### [EXERCISE MATERIAL]

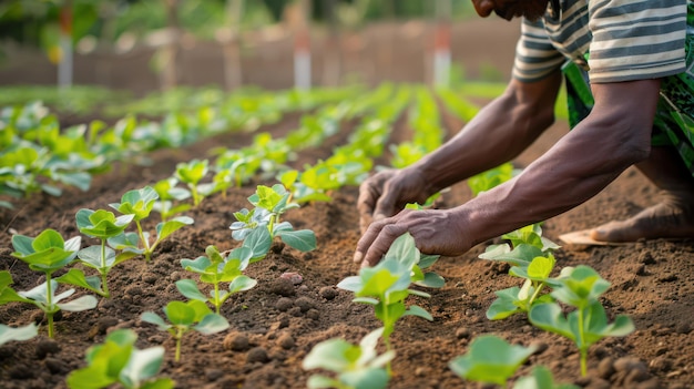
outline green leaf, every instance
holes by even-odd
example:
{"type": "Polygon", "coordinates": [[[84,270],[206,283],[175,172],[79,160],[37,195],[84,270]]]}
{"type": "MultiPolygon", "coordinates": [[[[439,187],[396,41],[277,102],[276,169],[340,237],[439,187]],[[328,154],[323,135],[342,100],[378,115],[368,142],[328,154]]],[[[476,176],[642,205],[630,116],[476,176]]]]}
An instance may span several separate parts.
{"type": "Polygon", "coordinates": [[[316,235],[310,229],[282,231],[277,233],[282,242],[300,250],[310,252],[316,248],[316,235]]]}
{"type": "Polygon", "coordinates": [[[156,225],[156,239],[163,240],[183,226],[193,224],[193,218],[188,216],[177,216],[170,221],[156,225]]]}
{"type": "Polygon", "coordinates": [[[155,325],[162,331],[165,331],[169,328],[171,328],[171,325],[169,325],[166,321],[164,321],[164,319],[161,316],[156,315],[153,311],[143,313],[142,315],[140,315],[140,319],[142,321],[155,325]]]}
{"type": "MultiPolygon", "coordinates": [[[[58,300],[58,297],[55,298],[58,300]]],[[[86,309],[96,308],[99,300],[94,296],[82,296],[69,303],[57,304],[62,310],[79,313],[86,309]]]]}
{"type": "Polygon", "coordinates": [[[193,329],[203,335],[211,335],[221,332],[228,327],[229,324],[223,316],[217,314],[207,314],[196,326],[193,327],[193,329]]]}
{"type": "Polygon", "coordinates": [[[23,327],[10,327],[0,324],[0,346],[8,341],[23,341],[29,340],[39,334],[39,327],[35,324],[30,324],[23,327]]]}
{"type": "Polygon", "coordinates": [[[267,255],[273,239],[269,232],[264,226],[253,229],[251,234],[244,239],[244,247],[248,247],[253,253],[251,263],[261,260],[267,255]]]}
{"type": "Polygon", "coordinates": [[[506,386],[534,351],[534,347],[513,346],[493,335],[484,335],[472,340],[468,352],[453,359],[449,367],[465,379],[506,386]]]}
{"type": "Polygon", "coordinates": [[[101,278],[99,276],[86,277],[84,276],[84,272],[78,268],[71,268],[68,273],[54,279],[60,284],[74,285],[98,294],[103,294],[101,289],[101,278]]]}
{"type": "Polygon", "coordinates": [[[518,294],[520,288],[513,286],[494,291],[497,299],[487,309],[487,318],[490,320],[506,319],[507,317],[521,311],[518,294]]]}
{"type": "Polygon", "coordinates": [[[417,316],[429,321],[433,321],[433,317],[431,316],[431,314],[429,314],[425,308],[417,305],[410,305],[402,316],[417,316]]]}
{"type": "Polygon", "coordinates": [[[198,301],[207,301],[207,296],[202,294],[197,288],[197,284],[195,284],[192,279],[180,279],[176,283],[176,289],[188,299],[198,300],[198,301]]]}
{"type": "Polygon", "coordinates": [[[121,381],[131,387],[139,387],[159,372],[164,360],[163,347],[151,347],[144,350],[134,349],[127,365],[121,370],[121,381]]]}
{"type": "Polygon", "coordinates": [[[392,242],[382,260],[397,260],[406,268],[411,269],[419,263],[419,256],[415,238],[409,233],[405,233],[392,242]]]}

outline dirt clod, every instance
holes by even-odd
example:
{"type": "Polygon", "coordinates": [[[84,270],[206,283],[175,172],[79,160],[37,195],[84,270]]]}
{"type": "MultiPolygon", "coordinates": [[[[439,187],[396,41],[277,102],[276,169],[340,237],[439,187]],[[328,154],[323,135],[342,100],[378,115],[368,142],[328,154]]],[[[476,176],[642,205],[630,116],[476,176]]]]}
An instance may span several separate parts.
{"type": "Polygon", "coordinates": [[[263,347],[254,347],[248,351],[246,356],[246,361],[248,364],[261,362],[266,364],[269,361],[269,357],[267,356],[267,351],[263,347]]]}

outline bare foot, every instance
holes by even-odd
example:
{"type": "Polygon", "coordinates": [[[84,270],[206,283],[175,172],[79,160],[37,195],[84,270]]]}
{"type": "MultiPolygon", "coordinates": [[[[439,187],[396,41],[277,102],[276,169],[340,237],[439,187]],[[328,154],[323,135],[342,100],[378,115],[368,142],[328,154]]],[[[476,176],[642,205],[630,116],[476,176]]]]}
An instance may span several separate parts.
{"type": "Polygon", "coordinates": [[[635,242],[641,238],[694,238],[694,195],[666,195],[665,199],[621,222],[610,222],[591,231],[601,242],[635,242]]]}

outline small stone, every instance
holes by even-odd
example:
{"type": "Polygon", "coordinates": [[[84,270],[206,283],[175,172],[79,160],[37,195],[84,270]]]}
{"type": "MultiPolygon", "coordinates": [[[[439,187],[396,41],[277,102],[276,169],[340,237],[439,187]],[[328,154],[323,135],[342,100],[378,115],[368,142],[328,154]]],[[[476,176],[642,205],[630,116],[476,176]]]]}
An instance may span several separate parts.
{"type": "Polygon", "coordinates": [[[460,327],[456,330],[456,337],[458,339],[468,339],[470,337],[470,329],[467,327],[460,327]]]}
{"type": "Polygon", "coordinates": [[[269,361],[269,357],[267,357],[267,351],[265,351],[263,347],[254,347],[248,351],[248,355],[246,356],[246,361],[249,364],[266,364],[267,361],[269,361]]]}
{"type": "Polygon", "coordinates": [[[337,297],[338,291],[335,290],[334,287],[331,286],[324,286],[320,288],[320,290],[318,290],[318,295],[320,295],[320,297],[325,298],[326,300],[331,300],[335,297],[337,297]]]}
{"type": "Polygon", "coordinates": [[[37,358],[39,359],[58,352],[60,352],[60,345],[53,339],[43,338],[37,344],[37,358]]]}
{"type": "Polygon", "coordinates": [[[292,280],[287,279],[287,278],[276,278],[272,286],[271,286],[271,291],[274,293],[275,295],[279,295],[279,296],[284,296],[284,297],[290,297],[296,295],[296,290],[294,290],[294,284],[292,284],[292,280]]]}
{"type": "Polygon", "coordinates": [[[245,334],[232,332],[224,337],[223,346],[232,351],[246,351],[251,347],[251,341],[245,334]]]}
{"type": "Polygon", "coordinates": [[[308,311],[308,309],[315,306],[314,300],[308,297],[299,297],[294,304],[302,309],[302,313],[308,311]]]}
{"type": "Polygon", "coordinates": [[[283,334],[277,339],[277,344],[279,345],[279,347],[284,348],[285,350],[288,350],[294,347],[295,341],[292,335],[283,334]]]}
{"type": "Polygon", "coordinates": [[[294,306],[294,301],[292,301],[292,299],[288,297],[280,297],[277,300],[277,303],[275,303],[275,308],[277,308],[277,310],[283,311],[283,313],[286,313],[293,306],[294,306]]]}

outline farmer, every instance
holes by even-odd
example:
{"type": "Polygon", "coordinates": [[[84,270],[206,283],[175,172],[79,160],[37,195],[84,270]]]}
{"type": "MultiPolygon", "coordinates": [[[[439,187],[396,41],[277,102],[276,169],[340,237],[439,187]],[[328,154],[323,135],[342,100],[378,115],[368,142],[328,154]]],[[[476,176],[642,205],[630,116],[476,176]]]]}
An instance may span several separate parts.
{"type": "Polygon", "coordinates": [[[662,191],[661,202],[591,237],[694,237],[694,0],[472,3],[483,18],[522,17],[512,79],[437,151],[364,182],[355,262],[377,264],[406,232],[422,253],[463,254],[580,205],[631,165],[662,191]],[[400,212],[519,155],[554,122],[564,79],[572,130],[544,155],[455,208],[400,212]]]}

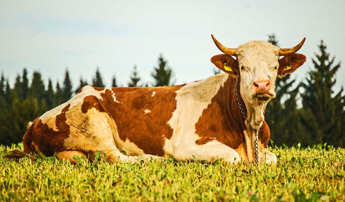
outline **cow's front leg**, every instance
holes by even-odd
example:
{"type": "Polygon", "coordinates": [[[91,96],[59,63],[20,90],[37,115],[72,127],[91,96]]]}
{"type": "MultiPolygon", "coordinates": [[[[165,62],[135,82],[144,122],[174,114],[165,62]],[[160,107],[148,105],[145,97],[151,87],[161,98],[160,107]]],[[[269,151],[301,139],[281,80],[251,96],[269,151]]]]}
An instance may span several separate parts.
{"type": "Polygon", "coordinates": [[[184,144],[178,146],[174,158],[178,161],[205,161],[214,162],[217,159],[223,159],[231,163],[238,163],[241,159],[238,153],[233,148],[213,140],[203,145],[184,144]]]}
{"type": "Polygon", "coordinates": [[[260,152],[260,161],[264,162],[265,161],[267,164],[277,164],[277,156],[275,154],[268,151],[267,149],[264,149],[260,152]]]}

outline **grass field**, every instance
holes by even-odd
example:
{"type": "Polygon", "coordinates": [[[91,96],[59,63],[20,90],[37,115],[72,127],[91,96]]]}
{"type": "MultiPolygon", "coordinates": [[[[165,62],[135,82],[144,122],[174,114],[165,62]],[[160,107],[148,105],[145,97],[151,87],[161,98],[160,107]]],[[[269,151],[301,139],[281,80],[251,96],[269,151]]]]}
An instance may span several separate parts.
{"type": "Polygon", "coordinates": [[[3,155],[22,145],[0,146],[0,201],[344,201],[345,149],[317,145],[270,148],[277,165],[222,161],[134,165],[90,163],[3,155]]]}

### [WHAT IS BEING ASKED]
Reproduce word for word the lines from the one containing "outline **grass field**, every instance" through the last line above, both ends included.

### [EXERCISE RESPONSE]
outline **grass field**, every instance
holes by even-odd
example:
{"type": "Polygon", "coordinates": [[[91,96],[59,63],[20,90],[37,115],[72,127],[91,96]]]}
{"type": "MultiPolygon", "coordinates": [[[[165,62],[135,82],[144,122],[174,114],[165,62]],[[160,107],[148,105],[145,97],[151,87],[161,98],[160,107]]],[[[269,151],[301,139],[281,80],[251,96],[269,151]]]]}
An instance may span several separate parts.
{"type": "Polygon", "coordinates": [[[3,155],[22,145],[0,146],[0,201],[344,201],[345,149],[317,145],[270,148],[277,165],[222,161],[134,165],[90,163],[3,155]]]}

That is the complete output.